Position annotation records
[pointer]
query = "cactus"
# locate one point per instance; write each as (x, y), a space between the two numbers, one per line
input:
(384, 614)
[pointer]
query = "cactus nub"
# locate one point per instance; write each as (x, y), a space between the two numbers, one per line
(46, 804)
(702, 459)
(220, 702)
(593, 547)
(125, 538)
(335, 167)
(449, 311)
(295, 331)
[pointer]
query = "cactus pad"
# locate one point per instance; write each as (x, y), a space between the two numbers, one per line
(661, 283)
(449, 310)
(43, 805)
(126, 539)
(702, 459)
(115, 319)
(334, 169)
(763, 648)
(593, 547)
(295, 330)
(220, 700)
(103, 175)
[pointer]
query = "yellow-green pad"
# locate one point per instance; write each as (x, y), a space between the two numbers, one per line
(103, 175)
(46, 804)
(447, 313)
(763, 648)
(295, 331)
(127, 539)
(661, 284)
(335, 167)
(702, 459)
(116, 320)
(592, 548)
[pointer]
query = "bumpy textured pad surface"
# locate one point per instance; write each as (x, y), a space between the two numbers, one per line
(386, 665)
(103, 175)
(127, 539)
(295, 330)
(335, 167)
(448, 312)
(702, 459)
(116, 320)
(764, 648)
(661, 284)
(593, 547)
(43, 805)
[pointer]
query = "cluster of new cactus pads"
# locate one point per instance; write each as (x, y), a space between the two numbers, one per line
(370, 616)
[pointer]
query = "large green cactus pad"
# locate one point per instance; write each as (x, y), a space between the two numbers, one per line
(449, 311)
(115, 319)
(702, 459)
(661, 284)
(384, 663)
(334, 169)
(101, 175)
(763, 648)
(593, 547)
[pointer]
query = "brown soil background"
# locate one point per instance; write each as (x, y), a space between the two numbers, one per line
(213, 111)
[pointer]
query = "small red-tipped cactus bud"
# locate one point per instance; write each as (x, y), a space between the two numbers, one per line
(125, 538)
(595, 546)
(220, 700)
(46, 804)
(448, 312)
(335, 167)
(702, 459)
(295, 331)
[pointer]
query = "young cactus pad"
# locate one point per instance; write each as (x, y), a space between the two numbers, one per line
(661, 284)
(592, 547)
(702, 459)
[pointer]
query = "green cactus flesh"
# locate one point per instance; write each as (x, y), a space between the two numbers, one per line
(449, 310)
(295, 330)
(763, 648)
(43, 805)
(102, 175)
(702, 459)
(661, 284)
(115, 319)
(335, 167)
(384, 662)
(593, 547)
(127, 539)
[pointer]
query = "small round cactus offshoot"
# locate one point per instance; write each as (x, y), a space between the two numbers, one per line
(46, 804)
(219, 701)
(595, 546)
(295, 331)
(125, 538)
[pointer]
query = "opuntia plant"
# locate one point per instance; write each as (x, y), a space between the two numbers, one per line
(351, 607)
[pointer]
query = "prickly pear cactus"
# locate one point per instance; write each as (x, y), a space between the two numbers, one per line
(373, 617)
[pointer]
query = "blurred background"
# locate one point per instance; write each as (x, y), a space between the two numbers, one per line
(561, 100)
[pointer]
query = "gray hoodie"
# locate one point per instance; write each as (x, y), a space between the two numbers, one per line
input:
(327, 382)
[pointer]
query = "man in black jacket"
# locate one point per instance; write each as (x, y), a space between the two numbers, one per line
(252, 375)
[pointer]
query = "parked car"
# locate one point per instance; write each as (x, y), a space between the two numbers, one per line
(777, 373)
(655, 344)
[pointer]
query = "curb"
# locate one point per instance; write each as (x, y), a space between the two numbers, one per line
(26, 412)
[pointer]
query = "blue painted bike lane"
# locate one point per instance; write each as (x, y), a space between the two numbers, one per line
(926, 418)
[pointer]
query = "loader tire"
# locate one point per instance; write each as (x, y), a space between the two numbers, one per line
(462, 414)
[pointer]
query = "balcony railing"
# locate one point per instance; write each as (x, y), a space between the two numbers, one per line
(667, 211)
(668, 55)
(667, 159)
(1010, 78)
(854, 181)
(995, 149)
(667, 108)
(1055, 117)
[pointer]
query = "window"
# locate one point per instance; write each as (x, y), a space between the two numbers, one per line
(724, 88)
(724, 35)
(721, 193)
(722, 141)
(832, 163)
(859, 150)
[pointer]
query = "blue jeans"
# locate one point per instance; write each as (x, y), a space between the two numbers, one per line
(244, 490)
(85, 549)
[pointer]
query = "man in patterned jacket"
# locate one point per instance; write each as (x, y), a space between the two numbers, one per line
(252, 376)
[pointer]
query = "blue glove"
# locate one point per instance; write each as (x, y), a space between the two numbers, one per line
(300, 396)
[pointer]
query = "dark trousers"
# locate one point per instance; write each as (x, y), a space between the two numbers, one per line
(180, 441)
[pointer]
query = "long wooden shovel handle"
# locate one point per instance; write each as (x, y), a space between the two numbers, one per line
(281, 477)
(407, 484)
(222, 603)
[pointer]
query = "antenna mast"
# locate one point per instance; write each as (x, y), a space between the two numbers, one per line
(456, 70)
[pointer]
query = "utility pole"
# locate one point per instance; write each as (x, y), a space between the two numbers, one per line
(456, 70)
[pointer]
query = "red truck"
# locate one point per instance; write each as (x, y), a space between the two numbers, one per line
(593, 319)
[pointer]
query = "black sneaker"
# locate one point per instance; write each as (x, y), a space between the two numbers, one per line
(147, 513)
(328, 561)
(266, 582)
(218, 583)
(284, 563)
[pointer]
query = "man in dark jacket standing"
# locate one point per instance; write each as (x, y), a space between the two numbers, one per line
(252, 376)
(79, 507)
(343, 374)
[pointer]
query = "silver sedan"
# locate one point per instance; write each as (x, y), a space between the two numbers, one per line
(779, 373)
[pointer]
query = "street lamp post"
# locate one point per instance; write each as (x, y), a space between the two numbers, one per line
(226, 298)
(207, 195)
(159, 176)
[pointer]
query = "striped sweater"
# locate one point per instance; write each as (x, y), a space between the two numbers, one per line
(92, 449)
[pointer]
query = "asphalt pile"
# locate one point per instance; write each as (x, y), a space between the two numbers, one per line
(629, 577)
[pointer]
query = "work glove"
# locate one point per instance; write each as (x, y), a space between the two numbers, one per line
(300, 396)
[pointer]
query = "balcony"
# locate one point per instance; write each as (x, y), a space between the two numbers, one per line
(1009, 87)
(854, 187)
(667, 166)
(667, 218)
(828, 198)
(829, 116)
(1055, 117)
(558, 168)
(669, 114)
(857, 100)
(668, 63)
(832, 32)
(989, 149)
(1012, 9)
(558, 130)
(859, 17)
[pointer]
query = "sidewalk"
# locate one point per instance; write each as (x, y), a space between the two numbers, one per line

Goal: Output the full listing exactly as it stands.

Written response:
[pointer]
query = "cactus"
# locate one point per instance; write each as (x, y), a space between the two numbers, one per line
input:
(384, 614)
[pointer]
query = "cactus nub"
# locate one point per instance; write each as (x, y), a space between the two numbers, one per line
(46, 804)
(702, 459)
(220, 702)
(593, 547)
(125, 538)
(335, 167)
(449, 311)
(295, 331)
[pointer]
query = "cactus pad"
# locate one point per instance; write each as (x, y), a space between the two numbers, one per line
(661, 283)
(449, 310)
(43, 805)
(126, 539)
(702, 459)
(115, 319)
(334, 169)
(763, 648)
(593, 547)
(295, 330)
(220, 700)
(103, 175)
[pointer]
query = "yellow-green pad"
# locate one point per instance; write each as (x, y), a space between the two numbers, one per line
(103, 175)
(46, 804)
(447, 313)
(763, 648)
(295, 331)
(127, 539)
(661, 284)
(335, 167)
(702, 459)
(116, 320)
(592, 548)
[pointer]
query = "bumpy textured pad surface"
# locate one point per instance; write each as (x, y), a space between the two numbers, one per line
(386, 665)
(103, 175)
(127, 539)
(295, 330)
(335, 167)
(448, 312)
(702, 459)
(116, 320)
(764, 648)
(661, 284)
(593, 547)
(43, 805)
[pointer]
query = "cluster of new cactus pads"
# locate one point per instance; write each as (x, y), a space between the two numbers, one per line
(370, 616)
[pointer]
query = "large green cactus pad"
# locate one point per instance; write each as (x, y), a space between the two numbers, one per line
(449, 311)
(115, 319)
(702, 459)
(661, 284)
(384, 663)
(334, 169)
(101, 175)
(763, 648)
(593, 547)
[pointer]
query = "brown soil background"
# locate one point per instance; write each as (x, y), a space between the two numbers, one per line
(213, 111)
[pointer]
query = "small red-tipped cactus bud"
# locate one point per instance; write each as (x, y), a space between the two numbers, one per line
(125, 538)
(595, 546)
(220, 700)
(46, 804)
(448, 312)
(335, 167)
(702, 459)
(295, 331)
[pointer]
query = "young cactus pad"
# locate one point per instance; write each as (x, y), a space between the two numbers, one per line
(661, 284)
(592, 547)
(702, 459)
[pointer]
query = "green cactus flesh"
# locate one point per instance; write each as (x, y), a space between the two numbers, one per line
(449, 310)
(295, 330)
(763, 648)
(43, 805)
(102, 175)
(702, 459)
(661, 284)
(115, 319)
(335, 167)
(384, 662)
(593, 547)
(127, 539)
[pointer]
query = "small round cactus offshoot"
# locate one point per instance; write each as (x, y), a space between the two numbers, one per line
(46, 804)
(219, 701)
(595, 546)
(295, 331)
(125, 538)
[pointer]
query = "opuntia plant"
# locate one point per instance; write each as (x, y), a space between the two numbers, one per line
(351, 607)
[pointer]
query = "prickly pear cactus"
# locate one point per instance; write each as (x, y), a space between the two numbers, one per line
(373, 617)
[pointer]
query = "blurred background"
# locate one point per instance; write each as (x, y), a space between the two numbers, one per line
(561, 100)
[pointer]
query = "gray hoodie"
# locate one point per instance; write each as (x, y), a space between the two numbers, one per line
input:
(327, 382)
[pointer]
query = "man in black jacket"
# locate one point per instance; write each as (x, y), a space between the two numbers, one per line
(252, 375)
[pointer]
query = "parked car"
# locate one point per instance; write each as (x, y), a space between the two numbers, one per line
(777, 373)
(655, 344)
[pointer]
query = "curb"
# locate one point per instance; write each as (x, y), a space between the two numbers, one per line
(26, 412)
[pointer]
query = "blue painted bike lane"
# locate one point per instance; write each as (x, y), a space between the two numbers, one per line
(926, 418)
[pointer]
query = "loader tire"
# locate one point per instance; write each as (x, y), a space between the two numbers, one per line
(462, 414)
[pointer]
query = "balcony railing"
# locate one point per instance; write each as (x, y), a space between the two numbers, one per line
(667, 211)
(668, 55)
(667, 159)
(1010, 78)
(854, 181)
(995, 149)
(667, 108)
(1055, 117)
[pointer]
query = "window"
# locate one point per instance; write each as (x, y), a space between the two numbers, one per line
(724, 88)
(724, 35)
(721, 193)
(722, 141)
(832, 163)
(859, 150)
[pointer]
query = "blue jeans"
# locate one point per instance; write each as (x, y), a space between the two numbers, one per line
(244, 490)
(85, 549)
[pointer]
query = "man in patterned jacket"
# locate one point per instance; write each as (x, y), a space between the two numbers, one per line
(252, 376)
[pointer]
query = "blue glove"
# locate one point per instance; write each as (x, y), a space between the two numbers, one per line
(300, 396)
[pointer]
query = "dark trousers"
# locate one point per instance; write each as (x, y), a space between the two numbers, one per line
(180, 441)
[pointer]
query = "long wooden shovel handle"
# locate one point per instance; write each as (x, y), a space between the two numbers, one per line
(281, 477)
(407, 484)
(222, 603)
[pointer]
query = "antenna mast"
# locate one point per instance; write each as (x, y), a space between the two numbers, one per line
(456, 70)
[pointer]
query = "utility pole"
# locate one point per instance; write each as (x, y), a space between the two numbers, one per line
(456, 70)
[pointer]
query = "red truck"
# locate one point per instance; write each as (x, y), a space between the two numbers, one per line
(593, 319)
[pointer]
query = "black sneaker"
# locate one point per instance; write each as (x, y), a space between the two numbers, one per line
(147, 513)
(328, 561)
(266, 582)
(218, 583)
(284, 563)
[pointer]
query = "man in dark jacket standing"
# locate one point per instance; write each as (x, y), a space between the two numbers, one per line
(252, 376)
(79, 507)
(343, 374)
[pointer]
query = "silver sedan"
# locate one point per instance; write each as (x, y), a space between the two numbers, one per line
(779, 373)
[pointer]
query = "street lamp post"
# locate one point per instance; write each as (x, y), a space between the two numbers, one per line
(226, 298)
(207, 195)
(159, 176)
[pointer]
query = "striped sweater"
# locate one point per instance; write each as (x, y), a space between the two numbers, one per line
(92, 449)
[pointer]
query = "asphalt pile"
# locate one point per instance; write each as (x, y), a space between the two numbers, one per line
(629, 577)
[pointer]
query = "work glove"
# locate one point per instance; write each as (x, y), a space between the two numbers, one per line
(300, 396)
[pointer]
query = "balcony"
# locate one point per instance; write each as (x, y), a space between the two numbers, one per line
(1009, 87)
(854, 187)
(667, 166)
(667, 218)
(828, 198)
(829, 116)
(1055, 117)
(558, 168)
(669, 114)
(857, 100)
(668, 63)
(832, 32)
(989, 149)
(1012, 9)
(558, 130)
(859, 17)
[pointer]
query = "sidewalk"
# locate one point per instance; write each as (x, y), a space between the two numbers, one per line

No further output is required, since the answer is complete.